Stated problem:
Convert the lines in the records below into a Markdown table with the columns Row and Content, starting with the line containing "of the trimmed" and continuing through the line containing "Target: blue sky". Number each line in order under Row, put the line itself under Content, and leave out blank lines.

## START

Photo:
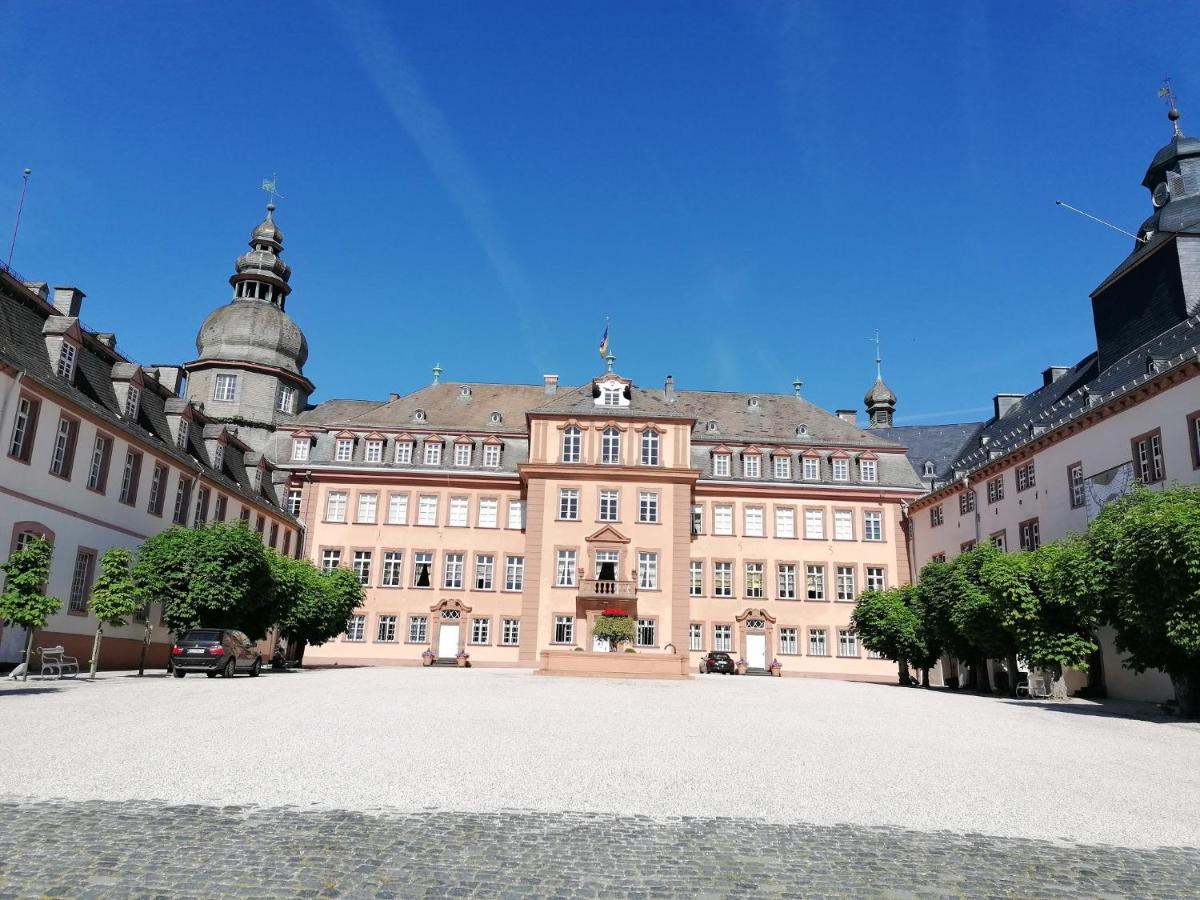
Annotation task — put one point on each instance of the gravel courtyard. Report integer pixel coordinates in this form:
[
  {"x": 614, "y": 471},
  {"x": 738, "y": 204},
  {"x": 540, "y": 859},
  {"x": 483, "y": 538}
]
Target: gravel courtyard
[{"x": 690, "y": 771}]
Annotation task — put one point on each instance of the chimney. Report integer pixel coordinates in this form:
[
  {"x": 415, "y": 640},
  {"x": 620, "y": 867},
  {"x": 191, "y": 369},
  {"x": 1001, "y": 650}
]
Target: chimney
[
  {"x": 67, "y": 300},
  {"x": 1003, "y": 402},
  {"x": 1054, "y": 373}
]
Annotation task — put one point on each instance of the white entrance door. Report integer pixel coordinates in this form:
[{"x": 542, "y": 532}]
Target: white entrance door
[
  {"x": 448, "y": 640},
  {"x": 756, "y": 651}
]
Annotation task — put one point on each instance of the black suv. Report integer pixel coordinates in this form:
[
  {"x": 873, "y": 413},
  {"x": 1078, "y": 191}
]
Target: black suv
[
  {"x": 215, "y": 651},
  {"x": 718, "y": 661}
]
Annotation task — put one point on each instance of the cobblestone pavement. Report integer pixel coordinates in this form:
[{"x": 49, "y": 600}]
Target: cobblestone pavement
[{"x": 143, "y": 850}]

## END
## START

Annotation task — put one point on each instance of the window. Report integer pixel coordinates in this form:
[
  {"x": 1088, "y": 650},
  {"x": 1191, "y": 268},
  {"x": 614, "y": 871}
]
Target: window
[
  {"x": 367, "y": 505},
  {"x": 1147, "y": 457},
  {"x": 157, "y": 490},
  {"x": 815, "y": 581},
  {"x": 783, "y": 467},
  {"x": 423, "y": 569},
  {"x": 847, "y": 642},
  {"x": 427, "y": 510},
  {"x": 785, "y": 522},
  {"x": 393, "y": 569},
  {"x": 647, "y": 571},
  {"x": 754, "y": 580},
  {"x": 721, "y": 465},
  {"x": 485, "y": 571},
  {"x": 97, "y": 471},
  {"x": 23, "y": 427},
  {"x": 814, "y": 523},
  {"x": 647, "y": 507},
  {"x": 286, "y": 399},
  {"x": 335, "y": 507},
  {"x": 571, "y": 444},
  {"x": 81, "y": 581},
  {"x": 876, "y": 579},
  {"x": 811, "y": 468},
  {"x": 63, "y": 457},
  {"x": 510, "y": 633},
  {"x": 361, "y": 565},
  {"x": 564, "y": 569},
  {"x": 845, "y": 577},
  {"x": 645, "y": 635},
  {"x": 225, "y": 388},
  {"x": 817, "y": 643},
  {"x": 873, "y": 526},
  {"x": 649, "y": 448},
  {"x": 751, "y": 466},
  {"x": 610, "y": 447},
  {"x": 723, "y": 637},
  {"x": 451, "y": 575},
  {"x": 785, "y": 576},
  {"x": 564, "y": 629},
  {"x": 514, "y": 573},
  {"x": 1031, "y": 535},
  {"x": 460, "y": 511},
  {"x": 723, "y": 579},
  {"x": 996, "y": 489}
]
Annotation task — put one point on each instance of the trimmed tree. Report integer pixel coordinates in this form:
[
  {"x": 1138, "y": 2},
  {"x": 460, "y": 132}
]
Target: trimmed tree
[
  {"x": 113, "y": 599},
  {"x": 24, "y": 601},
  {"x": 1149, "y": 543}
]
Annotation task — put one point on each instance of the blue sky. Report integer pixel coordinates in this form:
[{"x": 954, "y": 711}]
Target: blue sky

## END

The result:
| Row | Content |
|---|---|
| 1 | Annotation task — put one point on each instance of the trimmed tree. Report integer pixel coordinates in this form: |
| 2 | [ |
| 3 |   {"x": 1138, "y": 2}, |
| 4 |   {"x": 460, "y": 132} |
| 5 | ] |
| 6 | Target: trimmed tree |
| 7 | [ |
| 8 |   {"x": 113, "y": 599}, |
| 9 |   {"x": 24, "y": 601}, |
| 10 |   {"x": 1149, "y": 543} |
| 11 | ] |
| 12 | Annotation task — put one point on each instance of the blue sky. Report integer pixel coordinates in this form: |
| 13 | [{"x": 954, "y": 711}] |
| 14 | Target: blue sky |